Task list
- a) In the text about Studs, who wrote the obituary?
- b) Copy out everything in the text about Studs from "And I wondered, did" down to "like someone else.".

Text shown
^^^^^^^^
I still haven't read the obit. I couldn't figure out my resistance to it, and then I thought: It's because I'm jealous. I wish I'd written it. I wish I'd known him the way Rick Kogan, who wrote the obit, knew him. What is wrong with me? I just heard on the radio Studs recalling the day that Rick was born; he was friends with his father, the editor Herman Kogan. (I met the elder Kogan once. So what?)
I wanted Studs to read at the fundraiser for Obama. I asked a friend of his, twice, if he would ask Studs for me, and both times he said: Studs is ill.
On the radio now are people I know talking about Studs. One of them is another grand not-as-old man, Quentin Young. I know him through his daughter. I wrote about his wife's funeral. (Studs was there, looking frail.) I admire him and want to spend time with him. How can we do that? We can call to ask him to dinner. Would he want to come to dinner with us? Would he want to be with us?
And I wondered, did Studs die the moment I happened to think about him?
Why does it matter, Cancer Bitch?
I want to be like him, but he didn't get to be who he was by wanting to be like someone else.
Fancy Hospital had its annual Town Hall meeting last week on breast cancer. Meaning, anyone could come and ask questions of a panel of experts: my erstwhile oncologist, my current oncologist, my erstwhile and very nice radiologist, a patient advocate (who lives in Des Moines) and a oncologist-plastic surgeon. I learned a few things, some of them unsettling. That estrogen-positive cancer (such as mine) is easier to treat than other kinds, but it also has a greater chance than other cancers of coming back after five years. How did I miss hearing that before? That triple-negative breast cancer is more common in African-American women than in women of other races, and that it's more aggressive and more likely to recur than many other other kinds of breast cancers. That according to one trial, five years of tamoxifen is better than 10 because breast cancer cells can learn to grow with the tamoxifen.
^^^^^^^^
Extracted material

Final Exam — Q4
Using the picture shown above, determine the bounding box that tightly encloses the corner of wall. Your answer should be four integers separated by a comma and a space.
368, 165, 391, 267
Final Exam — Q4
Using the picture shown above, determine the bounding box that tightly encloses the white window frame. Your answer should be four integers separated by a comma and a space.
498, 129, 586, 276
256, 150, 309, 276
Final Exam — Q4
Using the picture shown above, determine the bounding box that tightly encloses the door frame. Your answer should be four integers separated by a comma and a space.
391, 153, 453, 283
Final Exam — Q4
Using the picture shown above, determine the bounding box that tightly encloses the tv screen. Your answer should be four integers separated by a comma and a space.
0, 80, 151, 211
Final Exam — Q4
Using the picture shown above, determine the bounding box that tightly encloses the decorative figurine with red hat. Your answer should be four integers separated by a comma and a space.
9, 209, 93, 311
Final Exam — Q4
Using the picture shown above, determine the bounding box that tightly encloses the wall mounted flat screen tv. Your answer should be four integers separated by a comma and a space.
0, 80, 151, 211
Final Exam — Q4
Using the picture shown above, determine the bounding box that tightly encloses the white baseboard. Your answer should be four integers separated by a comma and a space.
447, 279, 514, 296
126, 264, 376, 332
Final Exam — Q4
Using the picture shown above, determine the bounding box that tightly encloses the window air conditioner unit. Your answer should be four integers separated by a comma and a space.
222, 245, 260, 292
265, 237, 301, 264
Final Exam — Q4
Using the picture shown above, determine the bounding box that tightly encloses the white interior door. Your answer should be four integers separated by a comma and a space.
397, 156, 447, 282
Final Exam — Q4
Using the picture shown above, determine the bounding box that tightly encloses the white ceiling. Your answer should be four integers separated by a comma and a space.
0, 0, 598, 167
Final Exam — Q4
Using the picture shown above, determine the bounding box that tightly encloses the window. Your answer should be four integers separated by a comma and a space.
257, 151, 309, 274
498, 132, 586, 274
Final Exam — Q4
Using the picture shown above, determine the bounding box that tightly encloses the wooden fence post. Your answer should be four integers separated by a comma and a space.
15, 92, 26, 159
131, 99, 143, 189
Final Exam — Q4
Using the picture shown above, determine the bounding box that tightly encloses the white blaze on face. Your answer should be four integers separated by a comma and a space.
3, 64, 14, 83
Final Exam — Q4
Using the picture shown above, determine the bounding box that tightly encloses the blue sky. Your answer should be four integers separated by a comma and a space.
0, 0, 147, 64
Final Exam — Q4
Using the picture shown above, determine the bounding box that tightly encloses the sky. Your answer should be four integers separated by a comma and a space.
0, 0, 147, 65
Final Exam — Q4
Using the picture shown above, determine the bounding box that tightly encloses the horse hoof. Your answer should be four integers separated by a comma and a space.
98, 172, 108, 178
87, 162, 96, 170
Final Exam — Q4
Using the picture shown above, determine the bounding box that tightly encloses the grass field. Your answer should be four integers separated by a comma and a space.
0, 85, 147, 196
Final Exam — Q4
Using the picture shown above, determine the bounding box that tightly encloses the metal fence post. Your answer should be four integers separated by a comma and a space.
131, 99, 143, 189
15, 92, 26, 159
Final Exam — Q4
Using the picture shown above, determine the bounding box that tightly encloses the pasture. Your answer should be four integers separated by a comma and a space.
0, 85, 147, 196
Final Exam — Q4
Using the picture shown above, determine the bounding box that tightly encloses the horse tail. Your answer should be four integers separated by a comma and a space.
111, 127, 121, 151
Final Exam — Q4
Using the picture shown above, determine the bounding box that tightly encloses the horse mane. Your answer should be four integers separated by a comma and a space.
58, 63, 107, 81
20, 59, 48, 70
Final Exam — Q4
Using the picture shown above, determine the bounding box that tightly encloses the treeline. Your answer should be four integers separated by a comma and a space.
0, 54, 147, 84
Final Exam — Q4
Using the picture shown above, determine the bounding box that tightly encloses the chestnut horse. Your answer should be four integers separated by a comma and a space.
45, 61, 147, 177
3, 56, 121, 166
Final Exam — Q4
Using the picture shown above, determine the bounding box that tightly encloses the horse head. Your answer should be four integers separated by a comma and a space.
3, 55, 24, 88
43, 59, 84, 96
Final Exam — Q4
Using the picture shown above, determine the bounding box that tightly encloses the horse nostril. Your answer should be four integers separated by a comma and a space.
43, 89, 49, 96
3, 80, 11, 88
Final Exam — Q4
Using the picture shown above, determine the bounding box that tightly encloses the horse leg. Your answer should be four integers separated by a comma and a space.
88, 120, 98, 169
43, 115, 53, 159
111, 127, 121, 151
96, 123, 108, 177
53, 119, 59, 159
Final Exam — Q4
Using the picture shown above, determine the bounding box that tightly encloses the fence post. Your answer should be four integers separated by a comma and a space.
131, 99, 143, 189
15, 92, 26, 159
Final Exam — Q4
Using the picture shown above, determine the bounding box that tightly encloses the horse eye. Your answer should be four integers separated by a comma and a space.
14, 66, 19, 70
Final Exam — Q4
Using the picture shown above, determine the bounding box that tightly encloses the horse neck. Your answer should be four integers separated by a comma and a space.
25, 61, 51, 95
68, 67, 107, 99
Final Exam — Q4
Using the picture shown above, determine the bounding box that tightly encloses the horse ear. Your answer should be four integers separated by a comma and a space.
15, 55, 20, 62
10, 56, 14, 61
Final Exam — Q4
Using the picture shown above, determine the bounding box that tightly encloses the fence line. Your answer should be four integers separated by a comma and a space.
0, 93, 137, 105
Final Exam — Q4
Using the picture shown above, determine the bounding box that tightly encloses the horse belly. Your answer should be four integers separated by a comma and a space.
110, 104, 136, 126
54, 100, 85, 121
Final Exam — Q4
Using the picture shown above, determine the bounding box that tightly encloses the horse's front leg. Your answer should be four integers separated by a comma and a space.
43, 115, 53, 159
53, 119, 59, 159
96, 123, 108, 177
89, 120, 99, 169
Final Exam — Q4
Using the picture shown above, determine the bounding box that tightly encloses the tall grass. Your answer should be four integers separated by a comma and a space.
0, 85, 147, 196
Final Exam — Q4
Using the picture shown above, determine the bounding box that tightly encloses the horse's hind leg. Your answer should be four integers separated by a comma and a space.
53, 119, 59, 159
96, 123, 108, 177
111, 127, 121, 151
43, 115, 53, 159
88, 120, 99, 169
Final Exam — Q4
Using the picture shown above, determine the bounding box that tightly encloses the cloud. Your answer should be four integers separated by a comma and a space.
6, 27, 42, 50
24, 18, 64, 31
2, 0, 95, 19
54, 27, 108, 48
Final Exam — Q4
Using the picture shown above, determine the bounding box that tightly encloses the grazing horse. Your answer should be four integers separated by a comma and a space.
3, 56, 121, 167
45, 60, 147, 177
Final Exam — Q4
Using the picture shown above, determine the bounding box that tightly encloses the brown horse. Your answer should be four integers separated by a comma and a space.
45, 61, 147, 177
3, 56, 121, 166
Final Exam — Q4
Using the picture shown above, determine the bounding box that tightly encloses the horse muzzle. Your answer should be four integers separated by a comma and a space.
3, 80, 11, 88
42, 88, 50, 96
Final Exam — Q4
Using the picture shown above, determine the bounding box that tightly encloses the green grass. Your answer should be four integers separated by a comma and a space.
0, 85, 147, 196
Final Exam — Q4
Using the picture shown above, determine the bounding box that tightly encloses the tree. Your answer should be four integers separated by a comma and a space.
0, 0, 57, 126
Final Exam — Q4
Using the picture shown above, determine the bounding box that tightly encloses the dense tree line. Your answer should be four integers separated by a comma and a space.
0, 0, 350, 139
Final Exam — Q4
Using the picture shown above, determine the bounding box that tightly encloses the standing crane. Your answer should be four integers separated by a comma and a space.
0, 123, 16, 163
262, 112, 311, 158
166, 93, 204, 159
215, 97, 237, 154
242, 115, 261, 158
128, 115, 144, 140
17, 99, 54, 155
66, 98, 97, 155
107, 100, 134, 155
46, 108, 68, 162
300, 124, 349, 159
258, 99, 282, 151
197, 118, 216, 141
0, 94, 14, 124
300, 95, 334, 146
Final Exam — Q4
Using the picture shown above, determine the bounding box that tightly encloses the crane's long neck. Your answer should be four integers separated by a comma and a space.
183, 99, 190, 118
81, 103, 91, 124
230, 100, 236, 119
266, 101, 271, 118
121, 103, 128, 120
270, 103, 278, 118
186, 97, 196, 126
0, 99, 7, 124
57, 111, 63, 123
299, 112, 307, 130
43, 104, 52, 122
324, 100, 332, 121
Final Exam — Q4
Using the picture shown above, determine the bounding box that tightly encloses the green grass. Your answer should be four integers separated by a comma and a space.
^^^^^^^^
Solutions in order
- a) Rick Kogan

- b)
And I wondered, did Studs die the moment I happened to think about him?
Why does it matter, Cancer Bitch?
I want to be like him, but he didn't get to be who he was by wanting to be like someone else.